Exercises —
- 1) Answer these from the Nanyx functions passage:
(a) How many arguments does every Nanyx function take?
(b) What value does add(5, 10) give?
(c) What does the () type represent?
- 2) Please carry the Nanyx functions passage forward from its final line.

Selected passage —
Functions are first-class values in Nanyx, meaning they can be passed as arguments, returned from other functions, and stored in data structures.

Function Basics

All functions in Nanyx take exactly one argument and return exactly one result. The function type signature is a -> b, where a is the input type and b is the output type.

-- Simple function
def double: int -> int = { x -> x * 2 }

-- Calling the function
def result = double(21)  -- 42

Multi-Parameter Functions

Since all functions take one argument, multi-parameter functions actually take a record (tuple):

def add: (int, int) -> int = { x, y -> x + y }
-- The type (int, int) -> int means: takes a record of two ints, returns an int

-- Calling with multiple arguments
def sum = add(5, 10)  -- 15

Unit Type

The () type (unit) represents the absence of a meaningful value. It's used for functions that don't take input or don't return output:

-- No meaningful return value
def printHello: () -> () = {
  println("Hello")

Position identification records
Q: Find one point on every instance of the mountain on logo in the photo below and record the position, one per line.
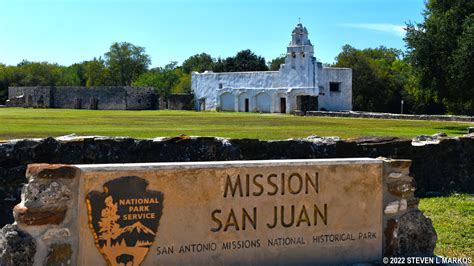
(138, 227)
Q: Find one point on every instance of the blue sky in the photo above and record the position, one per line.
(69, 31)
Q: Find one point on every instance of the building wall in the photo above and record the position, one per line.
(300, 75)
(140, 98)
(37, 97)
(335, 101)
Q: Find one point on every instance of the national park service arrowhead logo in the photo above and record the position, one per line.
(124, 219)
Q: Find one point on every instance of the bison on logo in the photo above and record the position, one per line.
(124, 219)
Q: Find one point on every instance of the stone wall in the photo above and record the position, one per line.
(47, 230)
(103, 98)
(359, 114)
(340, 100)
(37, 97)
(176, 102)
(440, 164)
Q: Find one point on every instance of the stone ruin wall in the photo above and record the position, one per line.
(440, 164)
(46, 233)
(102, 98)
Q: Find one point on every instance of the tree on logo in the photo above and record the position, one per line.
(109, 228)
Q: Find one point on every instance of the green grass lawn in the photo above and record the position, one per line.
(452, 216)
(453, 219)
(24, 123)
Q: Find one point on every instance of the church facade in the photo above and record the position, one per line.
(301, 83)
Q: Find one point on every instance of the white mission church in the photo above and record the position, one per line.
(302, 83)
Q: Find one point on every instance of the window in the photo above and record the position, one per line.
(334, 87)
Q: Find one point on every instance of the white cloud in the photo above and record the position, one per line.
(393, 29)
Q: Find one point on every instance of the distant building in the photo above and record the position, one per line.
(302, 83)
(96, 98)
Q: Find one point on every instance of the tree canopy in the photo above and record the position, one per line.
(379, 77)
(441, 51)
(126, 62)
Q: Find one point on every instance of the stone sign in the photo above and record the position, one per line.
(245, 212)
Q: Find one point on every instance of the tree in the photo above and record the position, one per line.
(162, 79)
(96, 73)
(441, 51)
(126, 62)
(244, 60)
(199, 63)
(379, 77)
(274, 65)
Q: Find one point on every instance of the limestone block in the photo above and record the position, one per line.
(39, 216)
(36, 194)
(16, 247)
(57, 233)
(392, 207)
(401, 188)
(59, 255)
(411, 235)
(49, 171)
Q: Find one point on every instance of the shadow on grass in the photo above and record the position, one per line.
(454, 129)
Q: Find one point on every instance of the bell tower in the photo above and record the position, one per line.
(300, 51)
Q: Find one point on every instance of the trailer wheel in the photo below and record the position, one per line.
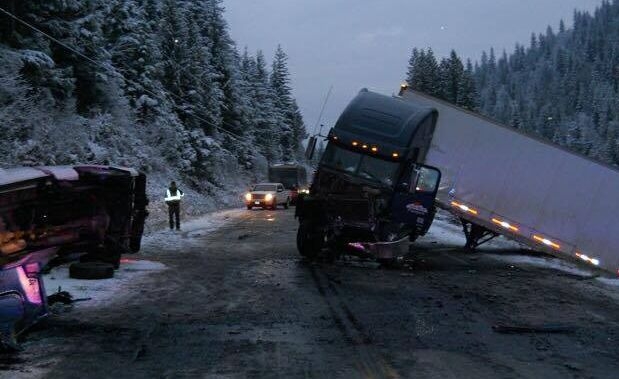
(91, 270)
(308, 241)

--

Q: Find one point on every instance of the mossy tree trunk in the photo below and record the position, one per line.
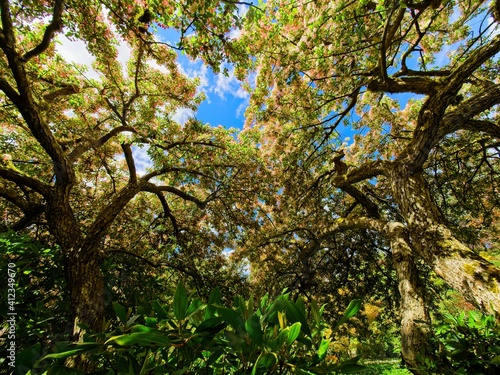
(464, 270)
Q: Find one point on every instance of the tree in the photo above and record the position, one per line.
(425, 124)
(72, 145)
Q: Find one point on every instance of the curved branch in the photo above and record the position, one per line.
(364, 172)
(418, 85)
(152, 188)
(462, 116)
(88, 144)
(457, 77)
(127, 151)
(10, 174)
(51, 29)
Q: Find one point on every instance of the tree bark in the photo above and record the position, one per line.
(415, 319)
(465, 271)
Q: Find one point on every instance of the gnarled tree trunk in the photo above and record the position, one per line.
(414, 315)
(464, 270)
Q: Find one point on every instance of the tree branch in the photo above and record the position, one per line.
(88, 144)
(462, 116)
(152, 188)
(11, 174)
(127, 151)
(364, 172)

* * *

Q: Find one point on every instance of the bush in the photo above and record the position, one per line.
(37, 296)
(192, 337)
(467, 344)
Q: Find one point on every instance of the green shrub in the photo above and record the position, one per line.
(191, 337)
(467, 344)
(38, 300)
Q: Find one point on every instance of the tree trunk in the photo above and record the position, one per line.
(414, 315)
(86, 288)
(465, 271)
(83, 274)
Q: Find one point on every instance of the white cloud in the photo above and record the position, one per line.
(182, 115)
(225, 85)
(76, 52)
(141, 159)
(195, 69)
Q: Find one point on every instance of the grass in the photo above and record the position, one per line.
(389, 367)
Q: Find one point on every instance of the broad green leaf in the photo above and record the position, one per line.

Outputs in order —
- 1)
(a) Exactly one.
(b) 15.
(c) The absence of a meaningful value.

- 2)
  -- Don't need to write `return ()`
}

-- No parameters
def getMessage: () -> string = {
  "Hello, World!"
}

Lambda Expressions

Lambda expressions (also called anonymous functions) are created with braces:

-- Explicit lambda
def print1 = { print("1") }

-- Lambda with parameter
def increment = { x -> x + 1 }

-- Lambda in higher-order function
def names = data \map { item -> item.name }

Shorthand Lambdas

Nanyx provides convenient shorthand syntax for common lambda patterns:

-- Property access
def names = users \map { .name }
-- Equivalent to: users \map { user -> user.name }

-- Binary operators
def doubled = numbers \map { * 2 }
-- Equivalent to: numbers \map { x -> x * 2 }

def incremented = numbers \map { + 1 }
-- Equivalent to: numbers \map { x -> x + 1 }

-- Comparison operators
def adults = users \filter { .age > 18 }
-- Equivalent to: users \filter { user -> user.age > 18 }

Higher-Order Functions

Functions that take other functions as arguments or return functions are called higher-order functions:

-- Takes a function as an argument
def apply: ((a -> b), a) -> b = { f, x -> f(x) }

-- Returns a function
def makeAdder: int -> (int -> int) = { x ->
  { y -> x + y }
}

def add5 = makeAdder(5)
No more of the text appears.